== Source document ==

In our last study we focused on that discourse of our Lord Jesus on the bread of life which was intended to explain the miracle of the loaves.  We pointed out the great contrast that went through that discourse.  Man was carnal and trying to understand things with his mind and was looking at things with the natural eye.  Everything Jesus said, they looked on the level of earth, and He was calling attention to spiritual things which can only be seen when God opens our eyes. 

In our introduction to that discourse I told you that some have taken that discourse or some of the statements out of discourse, that is out of the context of explaining the miracle.  Instead, they use that discourse, and some that’s all they get out of it, as a reservoir for proof text, so that they can prove their favorite doctrine.  I’m referring to what some theologians have referred to as the doctrine of election.  I understand where they are coming from because in this passage Jesus made comments like these.  Verse 37, “All the Fathe gives me will come to Me, and the one who comes to me I will certainly not cast out.”  Verse 44, “No one can come to Me unless the Father who sent Me draws him, and I’ll raise him up on the last day.”   Verse 45, “It is written in the prophets, ‘They shall all be taught of God.  Everyone who has learned from the Father comes to Me.’”  There are many other passages, but those in chapter 6.

===
== Extracted entries ==

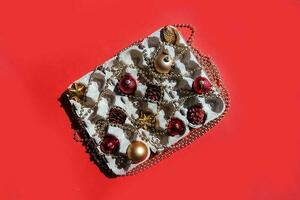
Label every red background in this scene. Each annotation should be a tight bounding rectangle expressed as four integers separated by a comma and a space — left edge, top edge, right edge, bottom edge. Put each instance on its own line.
0, 0, 300, 200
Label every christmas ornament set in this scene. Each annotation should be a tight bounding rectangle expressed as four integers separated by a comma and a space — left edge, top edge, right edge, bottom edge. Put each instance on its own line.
61, 24, 229, 177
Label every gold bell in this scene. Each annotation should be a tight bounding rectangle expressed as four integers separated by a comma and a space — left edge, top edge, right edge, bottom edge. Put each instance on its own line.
127, 141, 148, 164
160, 26, 179, 44
154, 53, 174, 74
68, 83, 87, 101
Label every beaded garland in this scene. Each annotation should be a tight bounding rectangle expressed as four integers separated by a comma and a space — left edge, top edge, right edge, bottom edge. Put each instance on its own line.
67, 26, 228, 175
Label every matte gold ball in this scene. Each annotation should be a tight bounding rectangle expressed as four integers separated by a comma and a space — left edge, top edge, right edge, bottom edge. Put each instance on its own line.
127, 141, 148, 164
160, 26, 179, 44
154, 53, 174, 74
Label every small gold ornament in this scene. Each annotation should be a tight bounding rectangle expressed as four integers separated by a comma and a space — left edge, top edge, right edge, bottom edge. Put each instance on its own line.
68, 83, 87, 101
154, 52, 174, 74
160, 26, 179, 44
127, 141, 148, 164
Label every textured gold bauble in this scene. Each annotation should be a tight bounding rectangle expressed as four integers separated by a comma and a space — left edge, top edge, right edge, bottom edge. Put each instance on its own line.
127, 141, 148, 164
68, 83, 87, 101
160, 26, 179, 44
154, 53, 174, 74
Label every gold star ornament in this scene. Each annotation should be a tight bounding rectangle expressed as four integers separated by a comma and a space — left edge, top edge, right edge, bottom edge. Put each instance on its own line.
68, 83, 87, 101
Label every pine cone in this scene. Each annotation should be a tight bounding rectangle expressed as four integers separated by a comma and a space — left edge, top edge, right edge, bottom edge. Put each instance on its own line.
108, 108, 126, 124
187, 105, 206, 125
145, 85, 161, 101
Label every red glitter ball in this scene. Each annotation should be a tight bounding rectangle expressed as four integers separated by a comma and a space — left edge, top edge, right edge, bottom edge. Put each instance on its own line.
187, 105, 206, 125
100, 135, 120, 154
167, 118, 185, 136
118, 74, 137, 94
193, 76, 211, 94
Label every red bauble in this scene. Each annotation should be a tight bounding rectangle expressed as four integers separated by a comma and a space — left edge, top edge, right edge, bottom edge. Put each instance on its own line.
100, 135, 120, 154
187, 105, 206, 125
118, 74, 137, 94
167, 118, 185, 136
193, 76, 211, 94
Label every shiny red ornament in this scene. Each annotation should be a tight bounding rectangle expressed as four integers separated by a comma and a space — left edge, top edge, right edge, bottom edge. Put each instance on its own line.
100, 135, 120, 154
167, 118, 185, 136
193, 76, 211, 94
187, 105, 206, 125
118, 74, 137, 94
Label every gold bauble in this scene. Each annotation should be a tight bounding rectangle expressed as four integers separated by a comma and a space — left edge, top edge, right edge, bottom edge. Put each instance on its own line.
154, 53, 174, 74
127, 141, 148, 164
160, 26, 179, 44
68, 83, 87, 101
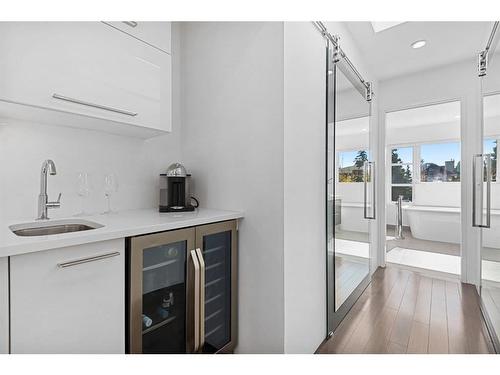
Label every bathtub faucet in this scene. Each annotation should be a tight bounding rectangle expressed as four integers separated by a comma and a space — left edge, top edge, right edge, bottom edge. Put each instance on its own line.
394, 195, 405, 240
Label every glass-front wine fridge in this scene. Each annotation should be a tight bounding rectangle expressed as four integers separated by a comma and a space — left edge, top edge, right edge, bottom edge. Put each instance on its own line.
127, 221, 237, 354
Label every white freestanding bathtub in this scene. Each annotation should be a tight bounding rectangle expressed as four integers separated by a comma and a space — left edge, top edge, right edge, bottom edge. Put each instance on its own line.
403, 206, 500, 248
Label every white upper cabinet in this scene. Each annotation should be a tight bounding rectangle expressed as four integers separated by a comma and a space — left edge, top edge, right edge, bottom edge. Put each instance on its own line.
105, 21, 171, 53
0, 22, 172, 138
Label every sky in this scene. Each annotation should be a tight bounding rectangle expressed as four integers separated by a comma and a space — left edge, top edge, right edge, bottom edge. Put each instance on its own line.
339, 139, 495, 168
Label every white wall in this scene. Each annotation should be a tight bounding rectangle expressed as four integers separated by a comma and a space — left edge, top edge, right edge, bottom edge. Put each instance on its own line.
0, 25, 181, 222
284, 22, 326, 353
0, 257, 9, 354
181, 22, 288, 353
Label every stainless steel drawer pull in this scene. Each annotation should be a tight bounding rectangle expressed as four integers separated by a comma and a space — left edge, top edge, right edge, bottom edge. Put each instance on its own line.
52, 94, 137, 116
122, 21, 137, 27
57, 251, 120, 268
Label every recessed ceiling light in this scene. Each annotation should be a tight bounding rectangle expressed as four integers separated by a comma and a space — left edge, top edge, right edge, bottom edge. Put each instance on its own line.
411, 40, 427, 49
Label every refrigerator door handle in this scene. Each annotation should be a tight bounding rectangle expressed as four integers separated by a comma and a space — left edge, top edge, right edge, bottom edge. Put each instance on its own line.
196, 248, 205, 351
363, 161, 376, 220
190, 250, 201, 353
472, 154, 491, 228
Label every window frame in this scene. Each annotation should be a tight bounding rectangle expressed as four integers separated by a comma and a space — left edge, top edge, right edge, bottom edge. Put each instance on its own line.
388, 144, 414, 203
335, 147, 370, 184
483, 136, 500, 184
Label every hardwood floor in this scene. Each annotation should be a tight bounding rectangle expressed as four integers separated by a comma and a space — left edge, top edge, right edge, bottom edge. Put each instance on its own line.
318, 267, 493, 354
335, 256, 370, 309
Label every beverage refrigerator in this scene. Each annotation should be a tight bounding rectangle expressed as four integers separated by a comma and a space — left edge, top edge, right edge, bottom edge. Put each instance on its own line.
126, 220, 237, 354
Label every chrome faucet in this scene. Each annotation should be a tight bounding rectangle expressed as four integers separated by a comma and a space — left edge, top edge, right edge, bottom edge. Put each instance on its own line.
37, 159, 61, 220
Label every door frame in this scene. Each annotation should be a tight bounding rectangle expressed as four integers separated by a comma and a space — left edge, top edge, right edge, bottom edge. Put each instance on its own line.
378, 97, 480, 285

===

● **Task set**
1) Please echo the part of the sermon on the bread of life discourse that opens with the words containing "In our last" and closes with "opens our eyes.".
2) In the sermon on the bread of life discourse, why does the speaker say he understands where those who cite the passage for the doctrine of election are coming from? Answer in one to three sentences.
3) Pick up the sermon on the bread of life discourse after its last sentence and carry it forward.

● **Response list**
1)
In our last study we focused on that discourse of our Lord Jesus on the bread of life which was intended to explain the miracle of the loaves.  We pointed out the great contrast that went through that discourse.  Man was carnal and trying to understand things with his mind and was looking at things with the natural eye.  Everything Jesus said, they looked on the level of earth, and He was calling attention to spiritual things which can only be seen when God opens our eyes.

2) He understands them because in this passage Jesus made comments that seem to support that doctrine. Examples are verse 37 on all the Father gives coming to Him, verse 44 on no one coming unless the Father draws him, and verse 45 on everyone who has learned from the Father coming to Him.

3)
There’s this doctrine that they say that in eternity past, and I’m quoting the doctrine and I’m not saying I agree with it, I’m just quoting it, that eternity past God elected some people to be saved and He elected some people not to be saved, and it was impossible for any who were not elected to come to the Lord.  That’s basically it, but there are other aspects of it.  I told you because that interpretation is suggested by words in this chapter, that I wanted to take the time to show what He meant by those words, in the right context, in the context of the miracle.  I want to begin by telling you how I want to approach the topic.  I think this lesson is unusually important, and so I’m going to ask you to be patient with me.  I’m going to try to lay it out very simply, as simply as I know how. 

One thing I dread, and I pray, that this class will never become a theology class.  That is not the purpose of our gathering.  We gather for the same reason John wrote the book, that we might know the Lord, that we might trust the Lord, that we might come to enjoy the Lord and experience Life.  That’s why we’re here; that’s why we gather here.  We’re not here to become theologians and find all the answers to controversies and all the ins and outs.  But I feel I have to address this issue because it’s prominent in this discourse and I think it’s been abused.  So, just pray for me as we go along.  We’re going to look to Christ in reality.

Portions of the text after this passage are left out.